Try it — Repeat each line of the material exactly.

Provided records —
= Beginning of Section =

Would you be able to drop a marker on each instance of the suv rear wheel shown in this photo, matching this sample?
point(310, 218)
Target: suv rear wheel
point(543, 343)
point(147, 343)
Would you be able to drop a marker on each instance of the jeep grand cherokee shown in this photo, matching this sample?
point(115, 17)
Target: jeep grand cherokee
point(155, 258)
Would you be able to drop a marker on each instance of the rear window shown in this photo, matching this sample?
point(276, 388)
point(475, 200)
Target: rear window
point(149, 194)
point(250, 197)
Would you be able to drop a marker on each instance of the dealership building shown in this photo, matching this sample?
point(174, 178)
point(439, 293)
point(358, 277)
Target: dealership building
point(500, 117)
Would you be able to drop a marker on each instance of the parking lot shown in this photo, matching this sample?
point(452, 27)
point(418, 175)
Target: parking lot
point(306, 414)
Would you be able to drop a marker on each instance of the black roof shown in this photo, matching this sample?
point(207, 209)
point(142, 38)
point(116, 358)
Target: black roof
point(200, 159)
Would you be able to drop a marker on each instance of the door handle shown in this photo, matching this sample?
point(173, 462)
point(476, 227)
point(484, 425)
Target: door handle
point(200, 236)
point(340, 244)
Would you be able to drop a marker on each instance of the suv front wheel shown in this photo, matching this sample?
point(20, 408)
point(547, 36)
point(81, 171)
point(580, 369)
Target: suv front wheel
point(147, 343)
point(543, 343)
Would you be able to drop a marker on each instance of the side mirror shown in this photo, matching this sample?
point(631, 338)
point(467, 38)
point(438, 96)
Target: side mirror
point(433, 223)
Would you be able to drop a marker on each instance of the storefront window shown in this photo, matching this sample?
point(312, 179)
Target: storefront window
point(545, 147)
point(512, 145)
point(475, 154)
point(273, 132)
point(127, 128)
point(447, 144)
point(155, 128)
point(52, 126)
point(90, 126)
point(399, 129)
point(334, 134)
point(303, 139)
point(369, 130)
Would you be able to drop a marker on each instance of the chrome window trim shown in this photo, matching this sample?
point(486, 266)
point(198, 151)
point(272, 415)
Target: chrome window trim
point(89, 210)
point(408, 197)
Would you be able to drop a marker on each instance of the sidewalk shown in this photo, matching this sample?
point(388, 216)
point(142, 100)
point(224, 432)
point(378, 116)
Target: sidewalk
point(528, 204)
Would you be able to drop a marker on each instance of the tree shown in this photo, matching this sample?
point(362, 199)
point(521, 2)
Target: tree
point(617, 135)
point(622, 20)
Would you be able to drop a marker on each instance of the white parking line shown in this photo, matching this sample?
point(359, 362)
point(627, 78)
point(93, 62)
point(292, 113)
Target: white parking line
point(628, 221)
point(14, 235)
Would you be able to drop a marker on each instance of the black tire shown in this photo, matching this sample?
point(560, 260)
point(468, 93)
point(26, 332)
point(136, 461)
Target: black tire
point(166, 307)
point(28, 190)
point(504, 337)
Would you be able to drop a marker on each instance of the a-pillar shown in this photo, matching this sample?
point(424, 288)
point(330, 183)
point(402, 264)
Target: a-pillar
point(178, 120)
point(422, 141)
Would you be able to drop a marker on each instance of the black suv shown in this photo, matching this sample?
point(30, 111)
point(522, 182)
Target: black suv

= End of Section =

Task result —
Would you be able to drop a marker on each instance of the suv rear wheel shown in this photo, matching this sample?
point(310, 218)
Target: suv rear wheel
point(543, 343)
point(147, 343)
Would you be able to drop a marker on each instance of the jeep grand cherokee shown in this photo, matching this sample?
point(115, 17)
Target: jeep grand cherokee
point(155, 258)
Would you be able to drop a marker on each instance of the rear window shown in this photo, matching this sample?
point(276, 388)
point(475, 200)
Target: rear window
point(149, 194)
point(250, 197)
Would you be able to drop a marker on each instance of the dealership building shown in this photo, matching this sample?
point(174, 178)
point(439, 293)
point(358, 277)
Target: dealership building
point(500, 117)
Would you be able to drop a marker on each instance of the parking lot shown in this photo, matching this sample?
point(452, 27)
point(418, 175)
Target: parking lot
point(306, 414)
Would you be able to drop a marker on each instance of the black roof shown in this photo, matching this sample?
point(207, 209)
point(142, 38)
point(116, 358)
Target: black roof
point(200, 159)
Would you be able to drop a marker on each instance of the door handle shown in this photo, matching this sample?
point(173, 462)
point(476, 227)
point(484, 425)
Target: door handle
point(200, 236)
point(340, 244)
Would you be able to drop a marker on each instance of the suv front wheel shown in this photo, matching this sample?
point(20, 408)
point(547, 36)
point(81, 171)
point(580, 369)
Target: suv front wheel
point(147, 343)
point(543, 343)
Would you be able to drop a marker on each instance of the side mirror shown in this photo, matching this sample?
point(631, 338)
point(467, 38)
point(438, 96)
Target: side mirror
point(433, 223)
Would you be able to drop a marker on each instance of the storefront window shown in this photo, matching this sample?
point(312, 179)
Target: storefront window
point(545, 147)
point(512, 145)
point(475, 154)
point(273, 132)
point(127, 128)
point(447, 144)
point(155, 128)
point(52, 126)
point(90, 126)
point(399, 129)
point(334, 134)
point(303, 139)
point(369, 130)
Would you be able to drop a marker on each instance of the chrome window trim shown in this photo, matching this sample?
point(486, 266)
point(198, 151)
point(272, 415)
Target: chrome window trim
point(89, 210)
point(408, 197)
Would you be able to drop a marker on each instance of the sidewalk shown in this photo, matching this sample?
point(388, 216)
point(142, 100)
point(224, 432)
point(378, 116)
Target: sidewalk
point(528, 204)
Would you be able to drop a marker on each instance of the tree shown in this photo, matching this sample?
point(362, 199)
point(521, 2)
Target: tree
point(617, 135)
point(622, 20)
Would you be able to drop a marker on each instance of the white parking line shown in this photo, matching this sample?
point(359, 362)
point(627, 78)
point(93, 62)
point(292, 113)
Target: white parking line
point(628, 221)
point(14, 235)
Would you be able to drop a marker on each instance of the black tire shown in this photo, matching this sample?
point(560, 260)
point(468, 93)
point(26, 332)
point(136, 461)
Target: black tire
point(166, 307)
point(28, 190)
point(504, 337)
Would you be able to drop a marker on each instance of the a-pillar shown in this photo, matching this sample?
point(424, 288)
point(330, 183)
point(402, 264)
Target: a-pillar
point(178, 120)
point(422, 141)
Would you be able to drop a marker on each instance of the black suv shown in this photo, matching this sample?
point(30, 111)
point(522, 182)
Target: black suv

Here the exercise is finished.